● **Directions for this task**: Could you reproduce, word for word, the stretch of the material below from the line containing "as in (429,297)" through the final line, with both ends included and nothing else?

● **Given records**:
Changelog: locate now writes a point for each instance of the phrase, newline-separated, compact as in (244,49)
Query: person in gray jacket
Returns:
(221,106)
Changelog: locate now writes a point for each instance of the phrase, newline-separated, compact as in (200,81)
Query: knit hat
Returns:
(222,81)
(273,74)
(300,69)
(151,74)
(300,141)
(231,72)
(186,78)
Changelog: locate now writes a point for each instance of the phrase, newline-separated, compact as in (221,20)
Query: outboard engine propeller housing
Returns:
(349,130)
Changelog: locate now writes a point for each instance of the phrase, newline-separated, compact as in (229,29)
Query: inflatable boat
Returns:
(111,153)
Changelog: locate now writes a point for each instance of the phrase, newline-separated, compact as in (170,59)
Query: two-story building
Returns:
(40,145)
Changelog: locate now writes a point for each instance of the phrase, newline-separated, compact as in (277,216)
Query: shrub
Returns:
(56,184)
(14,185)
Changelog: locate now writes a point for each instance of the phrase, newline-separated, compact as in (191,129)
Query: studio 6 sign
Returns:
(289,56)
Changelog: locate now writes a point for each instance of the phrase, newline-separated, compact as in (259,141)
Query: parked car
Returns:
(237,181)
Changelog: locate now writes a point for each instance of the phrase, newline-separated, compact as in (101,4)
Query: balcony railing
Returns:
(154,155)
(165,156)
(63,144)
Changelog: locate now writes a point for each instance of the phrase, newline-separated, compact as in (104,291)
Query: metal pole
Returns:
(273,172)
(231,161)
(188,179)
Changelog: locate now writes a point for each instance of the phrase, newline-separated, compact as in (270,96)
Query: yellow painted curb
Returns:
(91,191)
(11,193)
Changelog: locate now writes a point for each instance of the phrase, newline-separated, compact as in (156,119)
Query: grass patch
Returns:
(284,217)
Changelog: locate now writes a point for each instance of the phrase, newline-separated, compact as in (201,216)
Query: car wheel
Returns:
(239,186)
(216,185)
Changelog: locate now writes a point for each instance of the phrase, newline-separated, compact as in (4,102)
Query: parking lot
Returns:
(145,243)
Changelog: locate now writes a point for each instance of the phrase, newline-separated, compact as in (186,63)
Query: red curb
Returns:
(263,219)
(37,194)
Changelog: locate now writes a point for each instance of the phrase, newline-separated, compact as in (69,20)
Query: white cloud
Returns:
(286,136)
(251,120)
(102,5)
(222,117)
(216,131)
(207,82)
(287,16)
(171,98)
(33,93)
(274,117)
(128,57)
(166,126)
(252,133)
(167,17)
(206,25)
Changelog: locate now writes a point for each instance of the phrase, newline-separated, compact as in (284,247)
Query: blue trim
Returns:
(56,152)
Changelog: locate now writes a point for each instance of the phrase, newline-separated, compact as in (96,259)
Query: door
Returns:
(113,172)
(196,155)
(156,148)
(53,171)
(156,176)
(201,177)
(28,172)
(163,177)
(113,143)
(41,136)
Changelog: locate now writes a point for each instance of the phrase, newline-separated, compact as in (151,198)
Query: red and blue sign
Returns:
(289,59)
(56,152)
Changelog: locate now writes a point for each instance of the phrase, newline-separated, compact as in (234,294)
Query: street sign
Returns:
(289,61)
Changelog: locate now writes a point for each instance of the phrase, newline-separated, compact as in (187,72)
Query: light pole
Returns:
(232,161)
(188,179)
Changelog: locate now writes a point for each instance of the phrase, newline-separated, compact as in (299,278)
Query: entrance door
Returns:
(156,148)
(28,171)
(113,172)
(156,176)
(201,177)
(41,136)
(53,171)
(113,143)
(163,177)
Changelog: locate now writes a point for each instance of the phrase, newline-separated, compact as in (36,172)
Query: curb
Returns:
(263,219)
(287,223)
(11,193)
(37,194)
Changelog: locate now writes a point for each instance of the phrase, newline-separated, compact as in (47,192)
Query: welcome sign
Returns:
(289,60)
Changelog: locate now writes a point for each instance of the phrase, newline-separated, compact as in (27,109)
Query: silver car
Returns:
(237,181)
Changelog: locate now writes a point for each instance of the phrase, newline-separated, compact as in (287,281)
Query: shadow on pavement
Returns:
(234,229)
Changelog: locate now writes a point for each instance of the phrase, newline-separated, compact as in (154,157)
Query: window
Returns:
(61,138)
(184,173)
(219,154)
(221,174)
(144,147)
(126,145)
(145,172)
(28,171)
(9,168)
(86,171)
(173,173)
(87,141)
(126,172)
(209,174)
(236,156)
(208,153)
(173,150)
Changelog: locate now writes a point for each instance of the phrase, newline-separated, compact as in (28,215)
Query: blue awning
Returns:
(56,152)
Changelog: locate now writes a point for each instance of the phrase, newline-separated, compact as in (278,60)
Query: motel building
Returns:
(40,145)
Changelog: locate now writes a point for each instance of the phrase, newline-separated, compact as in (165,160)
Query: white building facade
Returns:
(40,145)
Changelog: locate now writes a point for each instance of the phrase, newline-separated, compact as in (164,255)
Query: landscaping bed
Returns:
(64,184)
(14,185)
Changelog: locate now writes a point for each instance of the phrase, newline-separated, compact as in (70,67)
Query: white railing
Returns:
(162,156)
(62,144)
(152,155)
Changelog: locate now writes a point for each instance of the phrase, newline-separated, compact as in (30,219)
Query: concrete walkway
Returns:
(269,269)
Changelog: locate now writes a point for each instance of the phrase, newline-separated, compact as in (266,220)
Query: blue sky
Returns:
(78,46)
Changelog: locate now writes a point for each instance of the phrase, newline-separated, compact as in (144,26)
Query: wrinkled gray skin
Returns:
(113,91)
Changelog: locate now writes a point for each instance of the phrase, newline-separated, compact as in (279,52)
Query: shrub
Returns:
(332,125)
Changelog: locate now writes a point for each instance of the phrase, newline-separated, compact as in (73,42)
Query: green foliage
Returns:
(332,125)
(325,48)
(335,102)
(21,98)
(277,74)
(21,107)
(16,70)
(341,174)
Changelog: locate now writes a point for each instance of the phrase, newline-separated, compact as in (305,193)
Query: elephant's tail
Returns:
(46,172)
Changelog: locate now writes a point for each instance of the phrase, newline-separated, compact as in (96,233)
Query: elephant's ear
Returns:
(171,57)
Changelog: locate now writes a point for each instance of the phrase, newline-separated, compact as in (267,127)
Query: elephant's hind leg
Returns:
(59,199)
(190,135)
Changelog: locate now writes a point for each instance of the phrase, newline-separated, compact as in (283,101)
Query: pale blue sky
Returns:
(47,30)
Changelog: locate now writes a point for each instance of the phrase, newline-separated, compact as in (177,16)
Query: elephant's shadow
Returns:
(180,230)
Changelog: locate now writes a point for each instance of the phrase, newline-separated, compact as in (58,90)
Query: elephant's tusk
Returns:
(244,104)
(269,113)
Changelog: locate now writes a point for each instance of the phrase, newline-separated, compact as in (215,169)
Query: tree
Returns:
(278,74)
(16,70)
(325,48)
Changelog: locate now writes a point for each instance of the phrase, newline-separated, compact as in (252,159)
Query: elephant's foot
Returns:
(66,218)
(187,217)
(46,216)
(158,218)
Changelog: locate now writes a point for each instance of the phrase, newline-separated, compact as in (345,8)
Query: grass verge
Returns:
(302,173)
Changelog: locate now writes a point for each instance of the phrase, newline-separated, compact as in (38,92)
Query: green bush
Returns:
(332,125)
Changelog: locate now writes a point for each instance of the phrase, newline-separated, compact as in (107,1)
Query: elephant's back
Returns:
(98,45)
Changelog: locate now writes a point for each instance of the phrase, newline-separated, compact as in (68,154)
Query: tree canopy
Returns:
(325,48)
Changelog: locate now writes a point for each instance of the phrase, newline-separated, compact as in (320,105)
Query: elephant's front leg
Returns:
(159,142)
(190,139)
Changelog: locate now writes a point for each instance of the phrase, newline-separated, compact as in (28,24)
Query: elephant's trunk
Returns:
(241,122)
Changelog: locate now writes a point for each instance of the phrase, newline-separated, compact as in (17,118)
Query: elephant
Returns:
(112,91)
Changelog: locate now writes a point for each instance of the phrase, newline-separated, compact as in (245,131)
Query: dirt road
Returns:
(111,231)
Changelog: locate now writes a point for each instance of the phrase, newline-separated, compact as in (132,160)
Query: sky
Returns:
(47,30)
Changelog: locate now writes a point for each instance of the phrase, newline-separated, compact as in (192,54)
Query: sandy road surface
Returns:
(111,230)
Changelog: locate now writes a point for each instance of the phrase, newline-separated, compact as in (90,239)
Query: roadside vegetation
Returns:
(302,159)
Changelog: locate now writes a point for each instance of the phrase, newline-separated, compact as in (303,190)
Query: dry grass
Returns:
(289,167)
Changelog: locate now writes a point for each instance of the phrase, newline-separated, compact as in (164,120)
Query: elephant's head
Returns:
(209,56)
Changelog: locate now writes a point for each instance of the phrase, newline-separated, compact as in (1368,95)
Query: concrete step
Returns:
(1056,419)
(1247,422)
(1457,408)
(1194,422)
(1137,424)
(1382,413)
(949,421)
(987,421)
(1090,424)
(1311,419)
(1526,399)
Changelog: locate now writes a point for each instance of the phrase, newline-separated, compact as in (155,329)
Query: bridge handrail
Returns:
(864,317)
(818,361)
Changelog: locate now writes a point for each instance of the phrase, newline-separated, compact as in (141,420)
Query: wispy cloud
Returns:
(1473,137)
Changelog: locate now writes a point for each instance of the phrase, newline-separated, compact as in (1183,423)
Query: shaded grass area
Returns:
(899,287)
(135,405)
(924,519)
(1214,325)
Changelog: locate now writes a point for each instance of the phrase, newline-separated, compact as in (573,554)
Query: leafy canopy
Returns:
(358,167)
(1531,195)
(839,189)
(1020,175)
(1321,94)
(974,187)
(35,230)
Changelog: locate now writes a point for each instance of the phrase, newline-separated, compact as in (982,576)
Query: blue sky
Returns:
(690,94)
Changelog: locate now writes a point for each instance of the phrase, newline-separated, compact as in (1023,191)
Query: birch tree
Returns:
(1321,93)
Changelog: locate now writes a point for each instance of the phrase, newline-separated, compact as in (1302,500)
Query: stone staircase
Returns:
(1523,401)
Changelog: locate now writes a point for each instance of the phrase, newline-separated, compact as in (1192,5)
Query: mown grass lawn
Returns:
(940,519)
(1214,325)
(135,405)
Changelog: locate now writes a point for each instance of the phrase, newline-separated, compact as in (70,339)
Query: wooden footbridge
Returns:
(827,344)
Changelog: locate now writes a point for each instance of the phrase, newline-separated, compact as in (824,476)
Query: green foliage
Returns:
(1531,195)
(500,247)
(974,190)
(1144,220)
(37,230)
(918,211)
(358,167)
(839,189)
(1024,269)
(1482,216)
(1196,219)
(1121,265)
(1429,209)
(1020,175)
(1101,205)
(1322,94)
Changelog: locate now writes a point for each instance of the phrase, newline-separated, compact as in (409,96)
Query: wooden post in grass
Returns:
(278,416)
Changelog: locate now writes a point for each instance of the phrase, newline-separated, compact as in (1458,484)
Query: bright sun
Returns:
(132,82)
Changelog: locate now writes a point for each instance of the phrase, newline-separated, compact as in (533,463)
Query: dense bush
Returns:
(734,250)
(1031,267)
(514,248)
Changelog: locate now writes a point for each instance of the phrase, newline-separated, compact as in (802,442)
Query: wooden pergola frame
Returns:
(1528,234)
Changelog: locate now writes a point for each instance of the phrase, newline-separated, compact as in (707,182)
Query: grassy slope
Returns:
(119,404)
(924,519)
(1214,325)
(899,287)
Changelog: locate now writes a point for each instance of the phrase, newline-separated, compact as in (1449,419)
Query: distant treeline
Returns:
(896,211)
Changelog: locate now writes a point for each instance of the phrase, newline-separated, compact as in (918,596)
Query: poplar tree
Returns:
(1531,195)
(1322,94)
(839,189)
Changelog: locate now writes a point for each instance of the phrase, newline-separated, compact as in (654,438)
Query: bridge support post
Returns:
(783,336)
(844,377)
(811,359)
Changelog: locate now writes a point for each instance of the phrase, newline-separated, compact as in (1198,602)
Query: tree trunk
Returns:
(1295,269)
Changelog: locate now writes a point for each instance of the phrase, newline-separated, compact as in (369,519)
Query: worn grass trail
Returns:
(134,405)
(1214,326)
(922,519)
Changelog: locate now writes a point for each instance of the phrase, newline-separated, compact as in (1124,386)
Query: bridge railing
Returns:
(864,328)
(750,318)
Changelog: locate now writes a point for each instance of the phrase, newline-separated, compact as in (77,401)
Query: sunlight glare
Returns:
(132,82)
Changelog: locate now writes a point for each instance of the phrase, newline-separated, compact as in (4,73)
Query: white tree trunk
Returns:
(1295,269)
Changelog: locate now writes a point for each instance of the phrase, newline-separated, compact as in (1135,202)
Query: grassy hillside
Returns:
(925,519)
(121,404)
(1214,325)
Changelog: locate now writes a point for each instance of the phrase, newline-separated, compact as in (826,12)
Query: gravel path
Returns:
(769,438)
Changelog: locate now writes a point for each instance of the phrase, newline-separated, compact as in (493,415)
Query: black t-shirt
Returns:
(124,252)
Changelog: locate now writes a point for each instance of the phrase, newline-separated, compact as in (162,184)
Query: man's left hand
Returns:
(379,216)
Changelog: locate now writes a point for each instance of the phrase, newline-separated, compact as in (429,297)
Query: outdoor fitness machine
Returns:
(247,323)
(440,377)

● **Full response**:
Changelog: locate now writes a point for each instance of the phrase, newline-separated, compact as in (429,297)
Query: outdoor fitness machine
Returns:
(247,323)
(440,377)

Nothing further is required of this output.